##### GIVEN INFORMATION

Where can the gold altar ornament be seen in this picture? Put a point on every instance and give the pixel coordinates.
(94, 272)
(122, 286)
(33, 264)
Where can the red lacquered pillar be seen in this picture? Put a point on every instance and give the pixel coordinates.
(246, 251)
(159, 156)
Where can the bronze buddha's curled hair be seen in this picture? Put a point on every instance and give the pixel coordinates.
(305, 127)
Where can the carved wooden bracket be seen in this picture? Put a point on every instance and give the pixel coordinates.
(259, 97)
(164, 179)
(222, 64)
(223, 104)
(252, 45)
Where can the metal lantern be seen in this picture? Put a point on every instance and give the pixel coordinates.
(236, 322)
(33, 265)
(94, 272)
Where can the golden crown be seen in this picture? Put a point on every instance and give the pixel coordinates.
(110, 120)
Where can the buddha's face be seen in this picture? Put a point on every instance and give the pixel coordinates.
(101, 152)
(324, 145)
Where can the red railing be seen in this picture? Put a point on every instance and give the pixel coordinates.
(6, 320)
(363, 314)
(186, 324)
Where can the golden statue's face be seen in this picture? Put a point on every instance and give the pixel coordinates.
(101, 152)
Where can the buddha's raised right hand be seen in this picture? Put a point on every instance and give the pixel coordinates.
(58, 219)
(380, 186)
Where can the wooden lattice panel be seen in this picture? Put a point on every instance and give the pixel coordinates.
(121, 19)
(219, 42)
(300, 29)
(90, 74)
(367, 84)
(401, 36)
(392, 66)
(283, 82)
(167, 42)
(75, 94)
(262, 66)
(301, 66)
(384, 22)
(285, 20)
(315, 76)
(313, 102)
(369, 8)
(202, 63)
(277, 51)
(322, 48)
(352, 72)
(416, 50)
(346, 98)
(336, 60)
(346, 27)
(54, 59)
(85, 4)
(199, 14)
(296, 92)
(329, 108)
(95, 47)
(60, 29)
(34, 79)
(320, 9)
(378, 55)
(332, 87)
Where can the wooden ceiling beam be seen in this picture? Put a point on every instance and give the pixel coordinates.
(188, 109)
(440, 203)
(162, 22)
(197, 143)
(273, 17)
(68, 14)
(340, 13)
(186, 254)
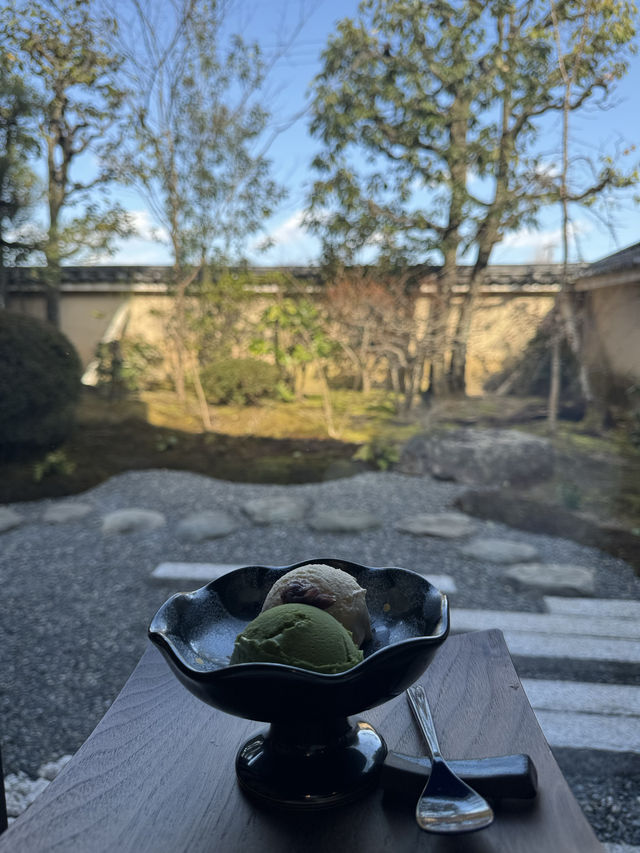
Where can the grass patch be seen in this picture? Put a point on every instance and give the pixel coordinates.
(280, 442)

##########

**PROBLEM TO SOLVE:** Pictures are to be left out; all other data must be returned exactly.

**TASK SOLUTION:**
Where can the gold altar ornament be seen in this picture? Put a point on every instance and give the pixel coordinates.
(94, 272)
(122, 286)
(33, 264)
Where can the red lacquered pillar be seen in this picture? Put a point on every instance and give the pixel coordinates.
(246, 251)
(159, 156)
Where can the bronze buddha's curled hair be seen in this picture? Put a point on every instance and give the pixel coordinates.
(305, 127)
Where can the carved wooden bracket be seen in this picture? Put a point on every instance and give the pixel coordinates.
(259, 97)
(164, 179)
(222, 64)
(223, 104)
(252, 45)
Where can the metal lantern be seen in this picture? Put a point on every instance and give the pixel coordinates.
(236, 322)
(33, 265)
(94, 272)
Where can the golden crown be seen in this picture? Put a point on every instance and give the pixel coordinates.
(110, 120)
Where can the buddha's face be seen in this picture? Put a point on every instance and give the pixel coordinates.
(101, 152)
(324, 145)
Where can the red railing be seen in this picture? Put a point on every instance and give the pixel coordinates.
(6, 320)
(363, 314)
(186, 324)
Where can the golden statue's face be seen in this picture? Put a point on every instance and give the pixel coordinates.
(101, 152)
Where can the buddha's raised right hand be seen in this picture? Put a point on every instance and give the pixel coordinates.
(58, 219)
(380, 186)
Where can the wooden lattice panel be seen in this picture? Put a point on every instance and give the pixel coordinates.
(121, 19)
(219, 42)
(300, 29)
(90, 74)
(367, 84)
(401, 36)
(392, 66)
(283, 82)
(167, 42)
(75, 94)
(262, 66)
(301, 66)
(384, 22)
(285, 20)
(315, 76)
(313, 102)
(369, 8)
(202, 63)
(277, 51)
(322, 48)
(352, 72)
(416, 50)
(346, 98)
(336, 60)
(346, 27)
(54, 59)
(85, 4)
(199, 14)
(296, 92)
(329, 108)
(95, 47)
(60, 29)
(34, 79)
(320, 9)
(378, 55)
(332, 87)
Where can the wooden ceiling beam be seen in this picture? Put a point on every instance and give the pixel coordinates.
(188, 109)
(440, 203)
(162, 22)
(197, 143)
(273, 17)
(68, 14)
(340, 13)
(186, 254)
Where can the grass patch be seen in this picture? Put a point on every instance and give the pixel coordinates.
(280, 442)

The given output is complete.